| 引用文 |
· · · ·

12月20日、科学技術部(MOST)は「2016年度中国科学十大進展」を発表した。「2016年度中国科学十大進展」の選考活動は科学技術部ハイテク研究発展センターによって開催され、これまで12回を実施されている。本選考プログラムは、推薦、予選、最終選考の三段階で構成され、今回推薦された科学進展は2015年12月1日〜2016年11月30日に正式に発表した研究成果である。
2016年度中国科学十大進展は以下の通りである。
1. 二酸化炭素を高効率、クリーンな方法で液体燃料に転化させる新型コバルト電極触媒を開発:中国科学技術大学・合肥マイクロスケール物質科学国家実験室の謝毅、孫永福の課題チームが二酸化炭素を高効率、クリーンな方法で液体燃料に転化させる新型コバルト電極触媒を開発した。本成果は高効率で安定した二酸化炭素電極還元触媒の取得及び電極触媒による二酸化炭素還元メカニズムの研究に重要な意義を持っている。
2. 石炭ガス化により直接アルケン生成の方法を開発:中国科学院大連化学物理研究所の包信和、潘秀蓮研究チームが石炭ガス化によりアルケンの直接生成の方法を開発した。同研究は、原理的なブレークスルーとして工業における強大な工業競争力をもたらし、石炭転化分野での重要な一里塚である。
3. 水稲収量性質雑種優勢の分子遺伝メカニズムを解明:中国科学院上海植物生理生態研究所の韓斌、黄学輝研究チームは中国水稲研究所の楊什華氏と協力し、水稲収量性質雑種優勢の分子遺伝メカニズムを解明した。同研究成果は高効率な交雑マッチングを最適化させ、収量と質が高く、ストレス耐性を持つ交雑品種を快速に獲得できる。

· · · ·

| 提供資料 |
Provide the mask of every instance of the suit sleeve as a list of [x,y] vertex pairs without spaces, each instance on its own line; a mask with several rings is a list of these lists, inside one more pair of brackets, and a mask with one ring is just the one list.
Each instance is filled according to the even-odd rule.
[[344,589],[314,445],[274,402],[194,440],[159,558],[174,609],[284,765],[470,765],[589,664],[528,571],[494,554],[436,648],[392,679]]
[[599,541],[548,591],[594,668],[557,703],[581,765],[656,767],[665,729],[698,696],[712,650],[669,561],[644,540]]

· · · ·

| 課題一覧 |
#1 引用文に基づき、「2016年度中国科学十大進展」の選考活動を開催した機関の名前を答えよ。
#2 引用文の「2016年度中国科学十大進展は以下の通りである。」という一文を英語に訳せ。
#3 引用文のうち、「1. 二酸化炭素を高効率、ク」と「究に重要な意義を持っている。」の間を、両端の語句も含めて一字一句違えずに書き写せ。
リストは参照しなくてよい。

| 解答一覧 |
#1 科学技術部ハイテク研究発展センター

#2 The top ten advances in Chinese science for 2016 are as follows.

#3
1. 二酸化炭素を高効率、クリーンな方法で液体燃料に転化させる新型コバルト電極触媒を開発:中国科学技術大学・合肥マイクロスケール物質科学国家実験室の謝毅、孫永福の課題チームが二酸化炭素を高効率、クリーンな方法で液体燃料に転化させる新型コバルト電極触媒を開発した。本成果は高効率で安定した二酸化炭素電極還元触媒の取得及び電極触媒による二酸化炭素還元メカニズムの研究に重要な意義を持っている。